WHAT YOU WILL DO
Given the material below, output exactly the lines from the line with "Put a marker on every instance of the large frosted" to the line with "Put a marker on every instance of the shrub", both ends included, and no other lines.

DATASET EXCERPTS
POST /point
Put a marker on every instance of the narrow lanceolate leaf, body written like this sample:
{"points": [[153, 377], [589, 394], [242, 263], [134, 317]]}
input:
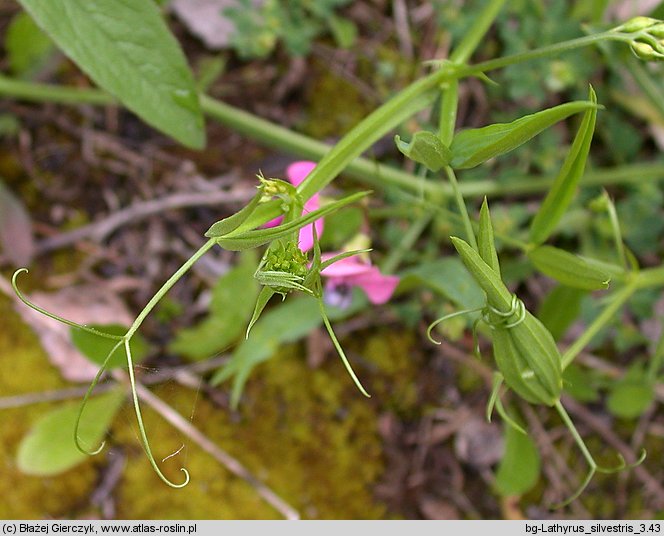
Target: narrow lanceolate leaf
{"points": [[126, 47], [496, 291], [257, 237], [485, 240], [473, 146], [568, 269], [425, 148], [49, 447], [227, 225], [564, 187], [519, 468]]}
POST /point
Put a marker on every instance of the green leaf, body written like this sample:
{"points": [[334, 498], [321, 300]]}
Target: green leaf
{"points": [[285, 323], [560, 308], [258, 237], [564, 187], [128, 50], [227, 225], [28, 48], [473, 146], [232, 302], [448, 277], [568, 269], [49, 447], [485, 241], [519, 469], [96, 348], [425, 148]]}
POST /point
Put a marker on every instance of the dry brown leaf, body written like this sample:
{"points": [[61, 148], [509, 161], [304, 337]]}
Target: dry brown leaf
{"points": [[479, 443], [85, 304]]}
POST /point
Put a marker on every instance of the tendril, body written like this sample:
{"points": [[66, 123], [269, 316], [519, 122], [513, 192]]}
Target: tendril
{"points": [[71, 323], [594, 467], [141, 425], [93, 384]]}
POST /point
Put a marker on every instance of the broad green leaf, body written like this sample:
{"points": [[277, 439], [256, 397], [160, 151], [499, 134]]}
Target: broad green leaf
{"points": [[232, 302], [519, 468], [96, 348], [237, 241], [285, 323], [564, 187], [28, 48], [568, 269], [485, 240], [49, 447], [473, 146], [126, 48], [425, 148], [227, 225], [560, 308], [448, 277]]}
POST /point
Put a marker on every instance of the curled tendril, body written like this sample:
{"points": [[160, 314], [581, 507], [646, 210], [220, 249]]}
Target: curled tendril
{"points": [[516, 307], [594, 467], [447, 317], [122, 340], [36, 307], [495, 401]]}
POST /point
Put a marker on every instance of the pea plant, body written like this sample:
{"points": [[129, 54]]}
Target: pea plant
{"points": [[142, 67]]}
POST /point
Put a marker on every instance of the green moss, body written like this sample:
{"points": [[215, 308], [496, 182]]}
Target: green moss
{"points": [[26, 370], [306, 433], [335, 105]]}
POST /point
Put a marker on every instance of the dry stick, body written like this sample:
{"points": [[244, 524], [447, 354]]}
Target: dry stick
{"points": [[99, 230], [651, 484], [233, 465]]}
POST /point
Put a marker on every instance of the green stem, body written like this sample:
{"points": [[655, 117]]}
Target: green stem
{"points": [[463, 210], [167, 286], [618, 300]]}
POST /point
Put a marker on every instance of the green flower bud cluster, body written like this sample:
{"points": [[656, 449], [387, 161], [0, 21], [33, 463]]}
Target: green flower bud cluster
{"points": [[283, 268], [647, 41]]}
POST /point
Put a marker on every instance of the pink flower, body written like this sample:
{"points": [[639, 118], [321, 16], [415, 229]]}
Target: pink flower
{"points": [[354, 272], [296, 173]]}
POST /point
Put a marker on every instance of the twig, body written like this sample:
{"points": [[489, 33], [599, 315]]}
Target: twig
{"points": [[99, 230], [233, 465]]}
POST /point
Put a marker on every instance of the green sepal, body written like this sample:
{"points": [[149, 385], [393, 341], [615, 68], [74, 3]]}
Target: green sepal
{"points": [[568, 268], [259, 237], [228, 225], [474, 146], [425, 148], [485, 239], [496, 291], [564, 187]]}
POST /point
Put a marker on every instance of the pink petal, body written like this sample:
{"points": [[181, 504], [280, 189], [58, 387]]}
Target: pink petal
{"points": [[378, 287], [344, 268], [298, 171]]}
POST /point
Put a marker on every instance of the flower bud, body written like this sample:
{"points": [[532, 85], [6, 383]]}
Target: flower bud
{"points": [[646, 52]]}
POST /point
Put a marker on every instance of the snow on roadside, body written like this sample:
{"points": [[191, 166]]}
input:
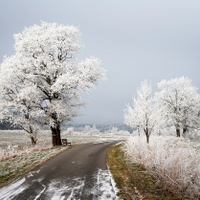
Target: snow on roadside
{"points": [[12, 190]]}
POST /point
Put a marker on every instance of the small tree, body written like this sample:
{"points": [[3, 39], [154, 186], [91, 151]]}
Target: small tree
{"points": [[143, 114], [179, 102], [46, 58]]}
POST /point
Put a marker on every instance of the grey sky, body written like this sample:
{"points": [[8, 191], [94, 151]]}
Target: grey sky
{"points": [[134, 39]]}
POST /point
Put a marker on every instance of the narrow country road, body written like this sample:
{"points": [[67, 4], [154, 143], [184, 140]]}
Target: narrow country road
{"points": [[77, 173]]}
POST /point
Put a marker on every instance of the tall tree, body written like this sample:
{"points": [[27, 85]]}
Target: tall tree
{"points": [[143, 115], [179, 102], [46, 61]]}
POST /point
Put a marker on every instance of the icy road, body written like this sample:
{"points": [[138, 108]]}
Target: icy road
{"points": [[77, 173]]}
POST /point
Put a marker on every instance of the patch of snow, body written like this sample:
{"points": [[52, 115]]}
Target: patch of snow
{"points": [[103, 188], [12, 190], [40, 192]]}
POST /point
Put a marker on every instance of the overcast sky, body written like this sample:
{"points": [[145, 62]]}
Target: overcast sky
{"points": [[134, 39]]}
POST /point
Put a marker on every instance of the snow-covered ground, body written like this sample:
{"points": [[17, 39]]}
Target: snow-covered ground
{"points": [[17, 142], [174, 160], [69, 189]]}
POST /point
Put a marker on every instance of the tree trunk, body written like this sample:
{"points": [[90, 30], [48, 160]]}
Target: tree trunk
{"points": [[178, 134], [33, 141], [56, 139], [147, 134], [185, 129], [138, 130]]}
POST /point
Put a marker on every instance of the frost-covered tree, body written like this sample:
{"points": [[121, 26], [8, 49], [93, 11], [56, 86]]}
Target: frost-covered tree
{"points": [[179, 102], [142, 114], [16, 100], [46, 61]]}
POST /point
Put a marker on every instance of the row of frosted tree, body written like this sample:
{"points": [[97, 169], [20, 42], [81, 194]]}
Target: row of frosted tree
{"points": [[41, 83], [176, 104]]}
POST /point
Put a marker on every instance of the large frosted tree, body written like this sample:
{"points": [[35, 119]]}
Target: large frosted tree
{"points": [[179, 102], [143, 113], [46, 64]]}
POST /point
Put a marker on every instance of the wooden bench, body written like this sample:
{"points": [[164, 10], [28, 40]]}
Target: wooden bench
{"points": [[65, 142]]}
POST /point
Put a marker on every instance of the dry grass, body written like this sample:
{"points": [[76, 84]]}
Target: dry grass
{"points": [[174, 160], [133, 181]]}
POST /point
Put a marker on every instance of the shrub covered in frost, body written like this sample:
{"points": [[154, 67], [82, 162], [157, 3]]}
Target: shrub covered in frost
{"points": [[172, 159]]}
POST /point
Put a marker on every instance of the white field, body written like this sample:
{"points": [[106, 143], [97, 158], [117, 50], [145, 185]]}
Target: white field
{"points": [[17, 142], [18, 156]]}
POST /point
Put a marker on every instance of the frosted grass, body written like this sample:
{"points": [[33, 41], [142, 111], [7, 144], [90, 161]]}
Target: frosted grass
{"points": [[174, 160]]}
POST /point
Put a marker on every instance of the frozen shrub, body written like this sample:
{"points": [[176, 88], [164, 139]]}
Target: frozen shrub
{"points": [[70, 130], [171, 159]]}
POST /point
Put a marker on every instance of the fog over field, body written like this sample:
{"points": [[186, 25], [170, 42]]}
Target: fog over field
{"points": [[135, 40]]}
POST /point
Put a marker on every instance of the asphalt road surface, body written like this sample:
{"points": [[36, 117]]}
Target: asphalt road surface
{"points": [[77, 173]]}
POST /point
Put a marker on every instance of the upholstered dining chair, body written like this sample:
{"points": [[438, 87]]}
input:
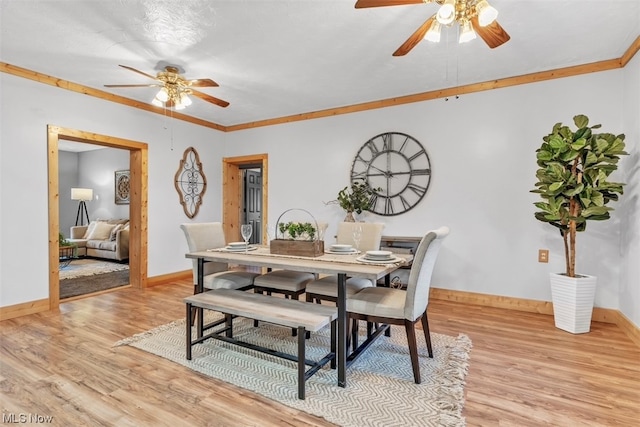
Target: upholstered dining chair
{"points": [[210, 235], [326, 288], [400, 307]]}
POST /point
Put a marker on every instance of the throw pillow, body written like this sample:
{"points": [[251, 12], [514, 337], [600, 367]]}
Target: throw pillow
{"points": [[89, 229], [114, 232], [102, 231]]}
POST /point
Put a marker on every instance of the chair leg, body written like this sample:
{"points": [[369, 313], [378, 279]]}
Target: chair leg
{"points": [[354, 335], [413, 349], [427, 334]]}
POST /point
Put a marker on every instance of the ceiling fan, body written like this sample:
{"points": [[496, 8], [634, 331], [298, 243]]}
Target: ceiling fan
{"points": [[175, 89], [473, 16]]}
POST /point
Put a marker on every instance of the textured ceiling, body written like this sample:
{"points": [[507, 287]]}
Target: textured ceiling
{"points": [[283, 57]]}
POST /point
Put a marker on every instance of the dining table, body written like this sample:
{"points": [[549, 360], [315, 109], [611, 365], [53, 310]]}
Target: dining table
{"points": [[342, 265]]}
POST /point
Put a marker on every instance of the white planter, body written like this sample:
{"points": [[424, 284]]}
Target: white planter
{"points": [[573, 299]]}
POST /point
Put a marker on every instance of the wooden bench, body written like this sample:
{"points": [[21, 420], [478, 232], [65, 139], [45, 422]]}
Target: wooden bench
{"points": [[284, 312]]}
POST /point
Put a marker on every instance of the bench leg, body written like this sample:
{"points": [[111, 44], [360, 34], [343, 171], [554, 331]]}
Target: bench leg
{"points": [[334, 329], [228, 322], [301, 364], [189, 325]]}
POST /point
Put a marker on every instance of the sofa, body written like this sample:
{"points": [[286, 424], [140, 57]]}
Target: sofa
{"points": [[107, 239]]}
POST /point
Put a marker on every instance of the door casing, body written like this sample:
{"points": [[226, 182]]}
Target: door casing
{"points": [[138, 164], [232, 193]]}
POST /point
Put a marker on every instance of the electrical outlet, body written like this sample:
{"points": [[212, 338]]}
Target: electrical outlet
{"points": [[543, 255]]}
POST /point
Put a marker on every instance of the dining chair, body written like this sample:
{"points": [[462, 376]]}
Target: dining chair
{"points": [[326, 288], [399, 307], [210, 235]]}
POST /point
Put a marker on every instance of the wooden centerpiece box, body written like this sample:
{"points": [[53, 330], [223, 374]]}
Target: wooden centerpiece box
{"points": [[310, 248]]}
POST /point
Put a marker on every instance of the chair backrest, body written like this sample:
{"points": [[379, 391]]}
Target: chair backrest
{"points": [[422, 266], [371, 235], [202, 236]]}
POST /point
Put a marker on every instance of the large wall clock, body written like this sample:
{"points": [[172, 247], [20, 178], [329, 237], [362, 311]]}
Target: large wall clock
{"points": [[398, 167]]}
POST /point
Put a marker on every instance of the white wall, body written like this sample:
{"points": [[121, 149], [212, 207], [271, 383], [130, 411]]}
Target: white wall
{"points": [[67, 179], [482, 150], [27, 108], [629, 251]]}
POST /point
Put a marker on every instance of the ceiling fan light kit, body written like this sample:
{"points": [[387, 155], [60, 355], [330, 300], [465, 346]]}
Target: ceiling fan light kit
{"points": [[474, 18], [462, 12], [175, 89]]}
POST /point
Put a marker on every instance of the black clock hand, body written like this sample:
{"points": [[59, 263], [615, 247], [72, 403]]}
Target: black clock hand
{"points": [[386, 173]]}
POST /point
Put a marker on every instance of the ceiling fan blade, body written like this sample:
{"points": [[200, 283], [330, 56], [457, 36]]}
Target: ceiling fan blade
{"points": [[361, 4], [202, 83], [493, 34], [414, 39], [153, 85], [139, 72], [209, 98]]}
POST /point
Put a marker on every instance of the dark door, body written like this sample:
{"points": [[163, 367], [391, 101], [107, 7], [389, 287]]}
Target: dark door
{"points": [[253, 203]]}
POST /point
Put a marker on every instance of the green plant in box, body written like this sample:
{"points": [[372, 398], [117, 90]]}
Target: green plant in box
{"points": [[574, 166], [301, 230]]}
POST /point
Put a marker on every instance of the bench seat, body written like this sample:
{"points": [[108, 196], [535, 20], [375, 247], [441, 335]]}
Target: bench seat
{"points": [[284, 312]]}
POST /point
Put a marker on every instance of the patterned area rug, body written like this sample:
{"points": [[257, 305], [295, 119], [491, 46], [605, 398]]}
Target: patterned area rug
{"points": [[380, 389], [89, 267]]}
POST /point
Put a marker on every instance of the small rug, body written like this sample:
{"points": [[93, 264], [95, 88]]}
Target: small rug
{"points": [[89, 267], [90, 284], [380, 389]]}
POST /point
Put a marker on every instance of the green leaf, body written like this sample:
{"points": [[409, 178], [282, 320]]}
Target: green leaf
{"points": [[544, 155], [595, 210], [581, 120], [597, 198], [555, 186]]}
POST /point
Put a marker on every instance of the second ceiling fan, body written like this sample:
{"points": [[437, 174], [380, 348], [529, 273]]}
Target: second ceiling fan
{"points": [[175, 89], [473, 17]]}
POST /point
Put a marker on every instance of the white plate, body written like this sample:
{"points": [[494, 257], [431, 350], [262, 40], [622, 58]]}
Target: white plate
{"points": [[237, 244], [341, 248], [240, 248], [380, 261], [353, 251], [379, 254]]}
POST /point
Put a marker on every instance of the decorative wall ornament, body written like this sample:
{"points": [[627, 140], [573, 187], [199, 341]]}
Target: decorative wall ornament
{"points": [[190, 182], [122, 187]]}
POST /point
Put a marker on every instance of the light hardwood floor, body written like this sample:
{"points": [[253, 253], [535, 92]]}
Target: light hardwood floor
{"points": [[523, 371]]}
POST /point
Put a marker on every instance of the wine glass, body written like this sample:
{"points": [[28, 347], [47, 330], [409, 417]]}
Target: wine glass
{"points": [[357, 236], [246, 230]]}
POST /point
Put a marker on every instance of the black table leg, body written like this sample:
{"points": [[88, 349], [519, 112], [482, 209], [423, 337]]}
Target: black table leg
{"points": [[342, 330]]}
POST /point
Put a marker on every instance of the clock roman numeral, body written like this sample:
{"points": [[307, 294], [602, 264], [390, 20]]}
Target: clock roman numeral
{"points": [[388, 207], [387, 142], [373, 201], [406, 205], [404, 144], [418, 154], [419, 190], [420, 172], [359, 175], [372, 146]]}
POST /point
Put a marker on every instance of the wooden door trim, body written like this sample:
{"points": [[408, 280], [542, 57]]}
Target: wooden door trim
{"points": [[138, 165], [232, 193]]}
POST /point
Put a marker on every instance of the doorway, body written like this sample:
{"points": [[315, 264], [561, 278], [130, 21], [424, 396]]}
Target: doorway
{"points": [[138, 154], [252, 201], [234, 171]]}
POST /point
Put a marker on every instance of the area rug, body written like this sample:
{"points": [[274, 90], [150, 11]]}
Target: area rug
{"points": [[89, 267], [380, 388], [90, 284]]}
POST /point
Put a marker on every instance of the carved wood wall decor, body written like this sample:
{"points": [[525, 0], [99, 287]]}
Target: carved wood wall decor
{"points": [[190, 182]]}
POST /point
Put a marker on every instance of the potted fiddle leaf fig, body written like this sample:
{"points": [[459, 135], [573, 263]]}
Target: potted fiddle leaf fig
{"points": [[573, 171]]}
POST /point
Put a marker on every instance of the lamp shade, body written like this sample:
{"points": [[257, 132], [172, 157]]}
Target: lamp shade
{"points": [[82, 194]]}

ANSWER SECTION
Put a marker on every instance of the large frosted tree, body written like this sample:
{"points": [[35, 119]]}
Target: large frosted tree
{"points": [[179, 102], [143, 113], [46, 64]]}
POST /point
Put a marker on every instance of the wooden bench, body written like this sample:
{"points": [[164, 10], [28, 40]]}
Target: wooden bench
{"points": [[65, 142]]}
POST /point
Put a marker on every instance of the dry grass, body written like this sample:
{"points": [[76, 84]]}
Target: dry grass
{"points": [[174, 160], [133, 181]]}
POST /point
Put a marker on every instance of the shrub covered in frost, body written like this sample:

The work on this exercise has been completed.